READING PASSAGE ->
▽
A controller is added to cluster config operator
- This checks that the precondition of having additional control plane nodes in the cluster is met
- Once the precondition is met, it updates the status to reflect spec
Operators now react to the change in status and transition from single to HA
- etcd operator promotes learners to full members, quorum goes from 1->3 (I don't know if this guard is in place today, we should add if not)
- KAS/KCM - no change, it already scheduled new KAS/kCM pods
- Others - Those that previously deploy a single replica of their operand now move to 2 replicas, other changes might be needed on a per operator basis, I was expecting those details in the EP but don't see them yet

JoelSpeed · 2026-05-13T10:00:06Z

+
+The approach has two components:
+
+1. **OpenShift Topology Transition Operator (OTTO)** — An operator that ships with the payload but is not installed by default. OTTO owns the transition graph, validates preconditions, orchestrates the transition sequence, and updates the Infrastructure config as the final step.


BY which mechanism are you planning to install this only when needed? Once installed, what manages and updates this going forward?

I think the context that is missing here is - Jeff and I were discussing ways to make that we aren't adding idling infrastructure on the control-plane nodes to handle transitions until they're ready.

The mechanism to install when needed is the same thing we do with NTO - the CLI tool would create a manifest to deploy a replica for the controller used to run the pre-flights and transitions.

JoelSpeed · 2026-05-13T10:05:12Z

+2. The cluster administrator runs `oc adm transition topology` to begin the interactive transition flow
+3. The CLI checks whether OTTO is installed; if not, it installs/activates it
+4. The CLI guides the administrator through providing required configuration:
+   - Node identities and access details for the new control-plane nodes


They aren't already Nodes at this point then?

I think this is just poor wording. At this stage, the operator is looking to the node API to see if they exist. The user is assumed to have taken steps prior to step 4 to ensure that the nodes are present.

If the nodes are not present yet, OTTO fails the pre-flight checks.

JoelSpeed · 2026-05-13T10:06:41Z

+4. The CLI guides the administrator through providing required configuration:
+   - Node identities and access details for the new control-plane nodes
+   - Any certificates or secrets required for the transition
+   - Load balancing configuration (on `platform: none`, the user manages their own VIPs/DNS)


So for the initial implementation, this doesn't actually do anything? On AWS/Azure/GCP, is there manual action required here? Typically when the node is created it is added to the load balancer by whatever creates it, or the CCM depending on platform, I wouldn't expect the transition operator to have needed to know anything about this external infrastructure

Which platforms will need to update their config?
△
Saved entries:
▽
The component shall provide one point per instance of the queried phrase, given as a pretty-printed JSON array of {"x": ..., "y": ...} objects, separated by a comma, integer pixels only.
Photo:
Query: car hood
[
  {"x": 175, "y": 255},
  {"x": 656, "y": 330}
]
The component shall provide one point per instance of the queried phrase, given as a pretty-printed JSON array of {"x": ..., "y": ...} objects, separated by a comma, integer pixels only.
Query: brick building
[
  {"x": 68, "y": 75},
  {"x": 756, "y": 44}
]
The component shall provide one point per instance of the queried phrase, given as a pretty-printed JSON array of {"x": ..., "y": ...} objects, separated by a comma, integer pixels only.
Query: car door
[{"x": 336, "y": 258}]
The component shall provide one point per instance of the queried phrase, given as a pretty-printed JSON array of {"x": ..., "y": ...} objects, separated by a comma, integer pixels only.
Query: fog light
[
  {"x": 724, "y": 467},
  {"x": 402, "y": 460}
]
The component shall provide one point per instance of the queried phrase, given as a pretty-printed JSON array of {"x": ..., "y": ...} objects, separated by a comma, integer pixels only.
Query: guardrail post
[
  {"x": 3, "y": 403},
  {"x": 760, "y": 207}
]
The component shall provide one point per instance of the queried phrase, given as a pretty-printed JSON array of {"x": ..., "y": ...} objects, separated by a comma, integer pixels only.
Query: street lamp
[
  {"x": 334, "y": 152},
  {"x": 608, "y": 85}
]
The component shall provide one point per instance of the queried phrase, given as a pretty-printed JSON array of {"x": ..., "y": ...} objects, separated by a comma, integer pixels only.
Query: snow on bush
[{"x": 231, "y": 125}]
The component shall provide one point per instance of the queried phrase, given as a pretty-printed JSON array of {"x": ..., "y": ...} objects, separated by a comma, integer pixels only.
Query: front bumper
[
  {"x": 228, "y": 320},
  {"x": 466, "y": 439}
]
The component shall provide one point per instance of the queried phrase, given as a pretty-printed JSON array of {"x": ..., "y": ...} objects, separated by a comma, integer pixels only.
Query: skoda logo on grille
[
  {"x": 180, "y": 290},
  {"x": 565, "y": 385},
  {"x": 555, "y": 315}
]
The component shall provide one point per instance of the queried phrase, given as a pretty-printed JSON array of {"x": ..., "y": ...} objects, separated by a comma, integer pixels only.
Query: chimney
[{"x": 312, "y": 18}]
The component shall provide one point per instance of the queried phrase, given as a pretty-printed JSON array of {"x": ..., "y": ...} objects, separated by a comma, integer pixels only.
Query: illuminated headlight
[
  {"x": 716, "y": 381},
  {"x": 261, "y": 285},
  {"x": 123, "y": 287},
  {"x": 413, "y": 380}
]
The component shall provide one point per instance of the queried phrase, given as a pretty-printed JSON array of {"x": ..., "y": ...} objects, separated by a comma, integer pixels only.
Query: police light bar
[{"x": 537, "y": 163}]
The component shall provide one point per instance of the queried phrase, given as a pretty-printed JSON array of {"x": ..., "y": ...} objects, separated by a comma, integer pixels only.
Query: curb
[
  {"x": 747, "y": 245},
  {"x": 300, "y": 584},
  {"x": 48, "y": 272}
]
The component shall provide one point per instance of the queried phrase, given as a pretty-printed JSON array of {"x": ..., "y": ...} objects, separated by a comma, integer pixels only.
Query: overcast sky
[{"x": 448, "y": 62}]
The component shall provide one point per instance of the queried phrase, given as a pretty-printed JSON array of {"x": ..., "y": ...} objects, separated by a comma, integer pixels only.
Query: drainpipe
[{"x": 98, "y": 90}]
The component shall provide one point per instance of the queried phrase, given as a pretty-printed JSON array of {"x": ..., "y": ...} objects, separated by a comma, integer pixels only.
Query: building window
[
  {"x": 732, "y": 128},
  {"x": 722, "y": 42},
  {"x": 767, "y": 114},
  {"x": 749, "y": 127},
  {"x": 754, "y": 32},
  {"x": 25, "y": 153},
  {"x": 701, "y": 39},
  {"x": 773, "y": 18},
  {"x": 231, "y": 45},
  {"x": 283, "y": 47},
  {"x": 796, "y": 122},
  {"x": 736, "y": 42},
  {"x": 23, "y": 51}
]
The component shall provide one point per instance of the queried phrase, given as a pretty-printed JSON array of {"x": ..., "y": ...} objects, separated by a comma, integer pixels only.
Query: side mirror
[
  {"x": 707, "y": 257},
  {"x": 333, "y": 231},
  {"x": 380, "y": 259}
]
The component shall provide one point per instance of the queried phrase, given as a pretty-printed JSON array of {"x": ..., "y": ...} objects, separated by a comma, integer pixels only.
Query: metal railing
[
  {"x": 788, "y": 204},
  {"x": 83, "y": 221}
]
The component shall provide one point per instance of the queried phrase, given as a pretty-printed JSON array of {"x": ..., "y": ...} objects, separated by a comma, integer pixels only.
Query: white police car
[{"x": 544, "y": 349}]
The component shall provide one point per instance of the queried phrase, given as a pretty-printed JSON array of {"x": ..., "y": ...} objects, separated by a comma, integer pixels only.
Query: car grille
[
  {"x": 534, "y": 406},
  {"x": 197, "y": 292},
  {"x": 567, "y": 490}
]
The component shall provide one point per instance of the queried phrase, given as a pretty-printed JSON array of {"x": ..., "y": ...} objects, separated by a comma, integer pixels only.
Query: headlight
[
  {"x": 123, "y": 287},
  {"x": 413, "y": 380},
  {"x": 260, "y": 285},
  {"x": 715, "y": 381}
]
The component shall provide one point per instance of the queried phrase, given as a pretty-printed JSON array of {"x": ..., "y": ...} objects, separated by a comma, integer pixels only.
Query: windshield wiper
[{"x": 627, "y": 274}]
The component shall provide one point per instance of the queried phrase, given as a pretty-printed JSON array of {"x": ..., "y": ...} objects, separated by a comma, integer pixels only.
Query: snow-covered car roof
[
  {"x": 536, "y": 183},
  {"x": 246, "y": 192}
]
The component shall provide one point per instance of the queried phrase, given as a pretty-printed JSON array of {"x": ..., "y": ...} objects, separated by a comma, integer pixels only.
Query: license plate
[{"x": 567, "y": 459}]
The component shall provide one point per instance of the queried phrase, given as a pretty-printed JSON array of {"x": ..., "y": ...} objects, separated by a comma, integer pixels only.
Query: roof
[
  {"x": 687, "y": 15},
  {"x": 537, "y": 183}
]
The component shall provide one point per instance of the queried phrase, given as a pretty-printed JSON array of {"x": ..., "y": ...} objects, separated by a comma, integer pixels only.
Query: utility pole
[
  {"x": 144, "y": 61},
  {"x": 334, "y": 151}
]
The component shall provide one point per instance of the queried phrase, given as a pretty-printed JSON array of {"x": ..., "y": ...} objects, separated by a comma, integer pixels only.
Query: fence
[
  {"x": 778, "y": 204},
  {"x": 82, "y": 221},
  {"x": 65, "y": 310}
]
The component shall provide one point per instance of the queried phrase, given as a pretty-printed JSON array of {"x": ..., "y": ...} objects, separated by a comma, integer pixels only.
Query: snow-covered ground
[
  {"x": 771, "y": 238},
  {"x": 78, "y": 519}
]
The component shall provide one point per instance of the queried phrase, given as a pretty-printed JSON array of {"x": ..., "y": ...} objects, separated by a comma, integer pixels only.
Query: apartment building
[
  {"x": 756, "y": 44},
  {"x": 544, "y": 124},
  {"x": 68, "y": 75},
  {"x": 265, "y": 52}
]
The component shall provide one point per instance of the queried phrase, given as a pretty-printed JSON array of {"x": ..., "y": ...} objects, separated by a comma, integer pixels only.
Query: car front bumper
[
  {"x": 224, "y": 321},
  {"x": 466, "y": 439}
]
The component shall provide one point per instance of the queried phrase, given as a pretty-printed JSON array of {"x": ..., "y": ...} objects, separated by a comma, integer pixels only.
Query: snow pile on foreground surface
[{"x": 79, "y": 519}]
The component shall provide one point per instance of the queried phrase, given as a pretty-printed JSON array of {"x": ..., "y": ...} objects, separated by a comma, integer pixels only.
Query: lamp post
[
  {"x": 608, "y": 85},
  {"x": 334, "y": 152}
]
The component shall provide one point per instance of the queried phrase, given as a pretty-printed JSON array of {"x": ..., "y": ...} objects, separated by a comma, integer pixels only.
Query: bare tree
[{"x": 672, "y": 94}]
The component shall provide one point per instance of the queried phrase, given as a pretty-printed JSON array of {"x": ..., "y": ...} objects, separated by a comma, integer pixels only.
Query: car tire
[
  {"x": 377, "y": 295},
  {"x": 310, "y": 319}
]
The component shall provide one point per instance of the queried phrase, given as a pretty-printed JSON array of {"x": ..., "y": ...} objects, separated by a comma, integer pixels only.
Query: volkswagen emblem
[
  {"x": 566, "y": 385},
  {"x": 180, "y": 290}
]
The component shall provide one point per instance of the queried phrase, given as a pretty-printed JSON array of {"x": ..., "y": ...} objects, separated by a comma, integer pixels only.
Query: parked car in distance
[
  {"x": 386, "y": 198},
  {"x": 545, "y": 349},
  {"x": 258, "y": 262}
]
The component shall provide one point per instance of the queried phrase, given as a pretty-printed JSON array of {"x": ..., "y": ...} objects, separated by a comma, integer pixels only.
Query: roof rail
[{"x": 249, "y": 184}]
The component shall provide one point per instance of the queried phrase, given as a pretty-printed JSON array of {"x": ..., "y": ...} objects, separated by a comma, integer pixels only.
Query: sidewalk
△
PROBLEMS TO SOLVE ->
1. From the discussion of the topology transition, list each kind of required configuration that the CLI guides the administrator through providing.
2. Continue the discussion of the topology transition, starting after its final line.

TASK-BY-TASK RESULTS ->
1.
- Node identities and access details for the new control-plane nodes
- Any certificates or secrets required for the transition
- Load balancing configuration (on `platform: none`, the user manages their own VIPs/DNS)

2.
The reason we mention platform is because we only plan to support 1->3 on platform none and possible platform baremetal for the first pass.

To add support for other platforms, the corresponding platform controllers will need to handle stitching up the networks on those nodes. This is why we're looking at baremetal networking and how we can update it to handle scale up, since it's the only semi-automated platform that is available for all edge-topologies (except SNO atm).

It seems like this step is just part of the node joining, which should have happened prior; and this line should be (re)moved.

That node joining could be UPI, which is the proposal here. Could it potentially be MAO in the future? I know we are trying to keep the scope to UPI joining, but if possible I would like to confirm the design does not prevent future MAO use.

JoelSpeed · 2026-05-13T10:07:30Z

+3. The CLI checks whether OTTO is installed; if not, it installs/activates it
+4. The CLI guides the administrator through providing required configuration:
+   - Node identities and access details for the new control-plane nodes
+   - Any certificates or secrets required for the transition


What might these secrets/certificates be used for?

I am not aware of any certificates, unless Jeff is talked about a pre-flight check for the certificate approvals for the new nodes - e.g. node bootstrapper, client, etc. But those will get sorted by the node controller. If the nodes are ready, we're good to fly.

I misunderstood part of the intent of the CLI, I thought we were going to need to step the user through configuring the nodes, it seems that is not the case and we are assuming the new nodes are pre-configured and we just need to validate that

JoelSpeed · 2026-05-13T10:08:08Z

+
+7. OTTO signals that a transition is in progress (status on the transition CR)
+8. OTTO triggers setup changes on dependent operators:
+   - cluster-etcd-operator (CEO) scales etcd members sequentially following the bootstrap pattern (1→2→3)


Does etcd operator need to be told to do this today? How do you tell it to scale up?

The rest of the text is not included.